[Records]
-.-.-
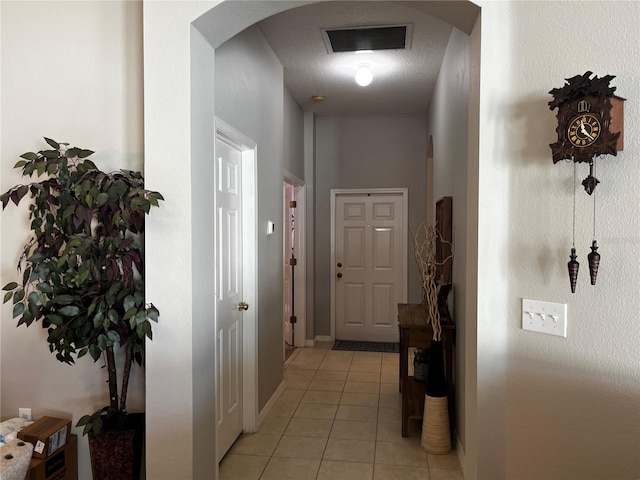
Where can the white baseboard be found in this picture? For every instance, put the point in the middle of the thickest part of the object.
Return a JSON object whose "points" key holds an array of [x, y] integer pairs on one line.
{"points": [[267, 408]]}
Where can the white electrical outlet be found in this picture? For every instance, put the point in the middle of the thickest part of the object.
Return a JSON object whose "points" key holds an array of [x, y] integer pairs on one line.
{"points": [[544, 317], [25, 413]]}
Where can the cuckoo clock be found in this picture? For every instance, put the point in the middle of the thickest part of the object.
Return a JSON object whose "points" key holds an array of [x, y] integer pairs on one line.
{"points": [[590, 125], [590, 122]]}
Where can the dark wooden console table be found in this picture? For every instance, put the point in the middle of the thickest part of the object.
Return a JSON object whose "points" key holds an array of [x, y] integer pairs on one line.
{"points": [[416, 331]]}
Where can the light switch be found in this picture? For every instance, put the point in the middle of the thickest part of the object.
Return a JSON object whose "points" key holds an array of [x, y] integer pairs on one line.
{"points": [[544, 317]]}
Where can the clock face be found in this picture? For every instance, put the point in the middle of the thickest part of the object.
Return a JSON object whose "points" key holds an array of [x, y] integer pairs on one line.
{"points": [[584, 130]]}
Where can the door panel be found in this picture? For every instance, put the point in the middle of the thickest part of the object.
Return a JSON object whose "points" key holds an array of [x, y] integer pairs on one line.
{"points": [[369, 266], [229, 293]]}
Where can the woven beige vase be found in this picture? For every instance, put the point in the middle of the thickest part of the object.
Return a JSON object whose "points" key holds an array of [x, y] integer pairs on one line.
{"points": [[436, 436]]}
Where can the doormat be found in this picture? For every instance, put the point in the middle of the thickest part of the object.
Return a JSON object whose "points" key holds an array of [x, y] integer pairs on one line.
{"points": [[352, 345]]}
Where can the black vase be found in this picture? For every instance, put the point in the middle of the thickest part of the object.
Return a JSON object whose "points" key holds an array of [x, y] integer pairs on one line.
{"points": [[117, 455], [436, 384]]}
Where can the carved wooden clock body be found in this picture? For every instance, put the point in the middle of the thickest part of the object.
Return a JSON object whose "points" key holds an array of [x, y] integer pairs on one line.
{"points": [[584, 119]]}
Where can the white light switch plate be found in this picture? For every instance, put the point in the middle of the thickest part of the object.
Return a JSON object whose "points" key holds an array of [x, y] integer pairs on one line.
{"points": [[544, 317]]}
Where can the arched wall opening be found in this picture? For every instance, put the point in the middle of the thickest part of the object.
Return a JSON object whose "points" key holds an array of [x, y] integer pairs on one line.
{"points": [[180, 105]]}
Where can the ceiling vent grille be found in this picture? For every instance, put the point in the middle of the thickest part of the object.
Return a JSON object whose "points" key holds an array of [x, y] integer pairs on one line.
{"points": [[394, 37]]}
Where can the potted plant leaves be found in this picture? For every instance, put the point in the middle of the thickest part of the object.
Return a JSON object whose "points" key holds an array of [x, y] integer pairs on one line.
{"points": [[82, 275]]}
-.-.-
What you need to do:
Copy out, word for word, everything from the line containing "Where can the potted" down to the end of the data.

Final result:
Where can the potted plant leaves be found in this picture? For every instance, put the point in the middle of the thickest part of the object.
Return a JSON object whose "points" key holds an array of [x, y] integer pairs on one line.
{"points": [[82, 275]]}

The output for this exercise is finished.